Problem to solve: Continue the text below on the nutrition of newborn and nursing pigs, starting right after its last sentence.

Document text:
For those pigs that succeed in surviving the initial few days of life (e.g., 85 to 95%), their body weight approximately doubles during each subsequent week of life to at least three weeks of age. This demonstrates that there is a large quantity of nutrients supplied through the milk to the litter.
The neonatal pig contains less than 2% body fat and almost no subcutaneous fat. Consequently, the young pig must be provided a large amount of energy from fat or carbohydrate in the colostrum in order to survive. Because of the low body-fat covering, the newborn pig must have supplemental heat to prevent chilling and to maintain a normal body temperature. If the floor and room temperatures are below the pig's comfort zone, heat pads and/or heat lamps provide an effective source of supplemental heat.
Colostrum consumption is critical for the survival of the neonatal pig for several reasons, namely that of supplying nutrients and antibodies. Antibodies are not transferred across the placenta to the developing fetus, but can be transferred through mammary tissue into the milk. Because maternal antibodies do not reach the pig during fetal development, the consumption of colostrum antibodies are essential for the pig's health and survival postnatally. Antibodies are produced by the sow in response to vaccinations or subclinical disease exposure. These antibodies are transferred to colostrum and absorbed by the young pig during the initial 24 to 36 hours of birth but not thereafter. Colostrum gradually changes to a mature milk within three days of farrowing.
Because of the rapid growth-rate of the pig and the low concentration of iron in sow milk, the pig's requirement for this nutrient is not supplied in an adequate quantity. Iron is a component of hemoglobin that carries oxygen to the rapidly growing tissues. A supplemental source of iron must be administered to the pig within a few days of birth to prevent anemia. An intramuscular injection of 100 to 200 mg iron is the most common method of administration. Feeding iron salts to sows has been shown to prevent anemia in the nursing pig, but it is due to the resulting high iron content in the sow's feces, not to an increase in the iron content in the sow's milk. Because the young pig normally consumes some sow feces, the pig will ingest iron through this avenue. However, when pigs are farrowed in crates and the sow's excrement is passed directly into a pit, the pigs may not receive an adequate supply of iron from this source. After the pig is weaned, the scientific research evidence indicates that an iron injection is not necessary.
Sow milk (i.e., 3 to 21 days) is relatively constant in its protein, lactose, calcium, and phosphorus concentrations. Milk contains an excellent source of nutrients that are highly digestible (> 95%) by the pig. Certain milk constituents (e.g., selenium, vitamin E, fat) may, however, decline with increasing parity depending on the nutritional and body- condition status of the sow. Milk does not provide an adequate quantity of water for the young, rapidly growing nursing pig, and a waterer should be provided for the litter.

Given information:
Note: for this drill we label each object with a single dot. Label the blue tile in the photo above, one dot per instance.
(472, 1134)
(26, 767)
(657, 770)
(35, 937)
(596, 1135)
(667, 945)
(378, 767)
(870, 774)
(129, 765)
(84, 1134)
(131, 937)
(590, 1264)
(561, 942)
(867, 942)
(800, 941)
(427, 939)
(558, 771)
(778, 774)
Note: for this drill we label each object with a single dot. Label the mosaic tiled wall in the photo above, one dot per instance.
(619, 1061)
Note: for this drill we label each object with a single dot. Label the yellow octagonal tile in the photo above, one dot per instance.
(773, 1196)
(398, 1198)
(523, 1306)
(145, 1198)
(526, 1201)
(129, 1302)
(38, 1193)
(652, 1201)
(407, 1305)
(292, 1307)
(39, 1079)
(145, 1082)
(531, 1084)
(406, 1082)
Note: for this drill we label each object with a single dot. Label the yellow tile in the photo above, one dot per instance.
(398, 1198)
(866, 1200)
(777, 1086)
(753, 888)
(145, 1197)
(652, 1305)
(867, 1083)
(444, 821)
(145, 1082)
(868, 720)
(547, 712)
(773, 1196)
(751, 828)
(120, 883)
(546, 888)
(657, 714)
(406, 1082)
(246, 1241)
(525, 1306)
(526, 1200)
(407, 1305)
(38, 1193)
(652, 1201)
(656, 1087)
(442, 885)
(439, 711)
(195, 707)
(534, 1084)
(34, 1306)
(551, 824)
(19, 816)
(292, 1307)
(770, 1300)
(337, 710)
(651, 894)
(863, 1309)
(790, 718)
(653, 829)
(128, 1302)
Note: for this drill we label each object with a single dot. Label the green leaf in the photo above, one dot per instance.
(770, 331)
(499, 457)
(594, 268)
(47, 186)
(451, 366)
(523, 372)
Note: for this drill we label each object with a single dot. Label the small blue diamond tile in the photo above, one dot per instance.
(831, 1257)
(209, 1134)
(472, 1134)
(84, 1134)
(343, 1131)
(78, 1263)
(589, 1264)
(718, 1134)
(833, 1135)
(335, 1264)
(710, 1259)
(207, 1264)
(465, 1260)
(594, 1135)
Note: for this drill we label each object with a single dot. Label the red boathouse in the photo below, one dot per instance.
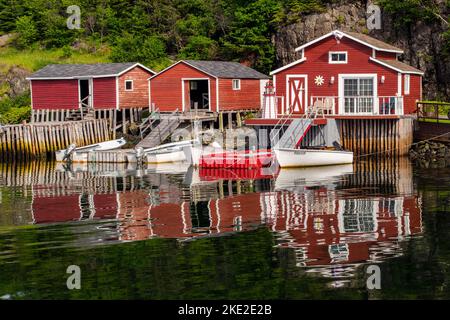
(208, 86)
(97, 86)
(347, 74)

--

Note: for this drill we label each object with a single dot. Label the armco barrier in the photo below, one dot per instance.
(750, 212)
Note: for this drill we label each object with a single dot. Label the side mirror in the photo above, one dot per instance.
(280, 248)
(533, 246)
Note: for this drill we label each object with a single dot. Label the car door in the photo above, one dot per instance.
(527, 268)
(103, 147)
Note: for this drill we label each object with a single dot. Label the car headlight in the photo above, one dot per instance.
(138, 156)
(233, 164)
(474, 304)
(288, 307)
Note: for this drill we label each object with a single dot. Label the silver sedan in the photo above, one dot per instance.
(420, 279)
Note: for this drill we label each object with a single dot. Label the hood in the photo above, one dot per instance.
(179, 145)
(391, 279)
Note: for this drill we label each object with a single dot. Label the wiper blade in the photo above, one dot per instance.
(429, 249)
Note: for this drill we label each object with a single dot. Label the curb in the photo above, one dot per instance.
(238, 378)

--

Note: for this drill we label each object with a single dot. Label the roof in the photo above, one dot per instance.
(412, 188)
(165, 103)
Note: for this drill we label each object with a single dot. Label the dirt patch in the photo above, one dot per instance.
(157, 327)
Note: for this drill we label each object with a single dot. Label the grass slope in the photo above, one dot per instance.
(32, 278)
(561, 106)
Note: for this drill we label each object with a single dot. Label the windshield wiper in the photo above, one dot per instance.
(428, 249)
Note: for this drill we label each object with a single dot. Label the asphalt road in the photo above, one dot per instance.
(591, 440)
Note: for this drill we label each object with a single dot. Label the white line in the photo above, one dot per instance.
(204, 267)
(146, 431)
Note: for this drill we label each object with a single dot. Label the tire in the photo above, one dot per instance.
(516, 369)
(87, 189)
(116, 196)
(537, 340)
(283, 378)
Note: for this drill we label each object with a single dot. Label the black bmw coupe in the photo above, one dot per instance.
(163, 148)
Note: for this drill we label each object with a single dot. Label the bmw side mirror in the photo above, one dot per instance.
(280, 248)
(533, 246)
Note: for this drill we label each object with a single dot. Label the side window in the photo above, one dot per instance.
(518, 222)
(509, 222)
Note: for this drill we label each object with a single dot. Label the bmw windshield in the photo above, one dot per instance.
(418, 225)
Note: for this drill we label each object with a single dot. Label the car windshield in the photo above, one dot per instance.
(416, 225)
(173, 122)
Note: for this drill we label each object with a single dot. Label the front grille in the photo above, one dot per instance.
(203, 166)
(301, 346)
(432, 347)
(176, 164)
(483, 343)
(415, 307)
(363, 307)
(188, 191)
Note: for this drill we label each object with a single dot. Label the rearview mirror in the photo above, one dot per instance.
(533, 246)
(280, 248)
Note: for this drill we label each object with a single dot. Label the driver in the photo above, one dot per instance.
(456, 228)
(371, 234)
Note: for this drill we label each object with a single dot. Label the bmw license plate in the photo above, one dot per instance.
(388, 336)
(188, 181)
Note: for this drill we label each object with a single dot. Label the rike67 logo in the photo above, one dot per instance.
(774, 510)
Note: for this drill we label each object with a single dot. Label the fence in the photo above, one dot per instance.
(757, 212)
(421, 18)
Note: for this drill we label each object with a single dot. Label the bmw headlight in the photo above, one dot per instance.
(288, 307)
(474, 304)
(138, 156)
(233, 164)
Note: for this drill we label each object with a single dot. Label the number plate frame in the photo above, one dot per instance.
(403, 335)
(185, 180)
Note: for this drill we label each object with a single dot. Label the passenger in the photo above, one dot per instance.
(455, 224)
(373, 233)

Task response:
In this region of the United States, older sows are more prone to a deficiency in vitamin E and selenium than younger sows. Sow milks have lower selenium and vitamin E concentrations at the end of lactation, and these concentrations are lower in the milks of older sows. Consequently, the progeny of older sows are more likely to exhibit a deficiency of these nutrients at birth or within a week or two postweaning. The sow diet should be adequately fortified with these nutrients to prevent this deficiency.
Fat is not effectively used by the fetus, but becomes the major source of energy for the nursing pig. Fat is at a relatively high concentration in colostrum and in mature milk, ranging from 5 to 9%. The nursing pig is capable of effectively using the fat in sow milk. This is because sow-milk fat is emulsified when it is released by the milk gland, and the pig secretes a large amount of the enzyme lipase, both of which are responsible for breaking the fat down to its constituent fatty acids. The amount of fat in sow milk is largely influenced by genetics and the sow's body fat content, but it is also dependent upon the sow's lactation feed intake and the amount of fat in the lactation diet. Sows with a low body-fat content transfer less fat to the mammary glands. Adding fat to the sow's diet during the last phase of gestation has been shown to improve the survivability of lightweight pigs mainly by increasing the fat content of colostrum and milk. This allows the lightweight nursing pig to consume more energy. The addition of 5% fat to the diet has not shown any detrimental effect on lactation feed intake, but does increase the sow's energy intake, increases milk fat content, increases pig weaning weight, reduces sow weight loss during lactation, and may shorten the weaning to rebreeding interval.
Sow milk does not contain an adequate quantity of nutrients to sustain the rapid growth of a young pig beyond 21 days of age. Under conditions of low milk production, creep feed should be provided to the litter. Normally, the young pig will "become interested" in a creep feed around 10 days of age, but the consumption of creep feed is quite variable among litters. If creep feed is fed, the Early-Wean die-tary nutrient recommendation (Table 3) can be provided, but care should be taken to only add a small quantity per day to maintain freshness and prevent wastage. When sow milk production is low, the provision of commercial milk replacers and electrolytes to the pigs may be necessary if the sow is producing an inadequate quantity of milk, or if diarrhea is present in the young pigs.